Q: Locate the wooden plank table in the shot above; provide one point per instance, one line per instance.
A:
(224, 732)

....

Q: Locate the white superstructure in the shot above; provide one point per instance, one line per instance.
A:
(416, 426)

....

§ Objective:
Count the lines in the items that contain the word "Locate", matching case exactly, and reply with only the number.

§ Complete response:
2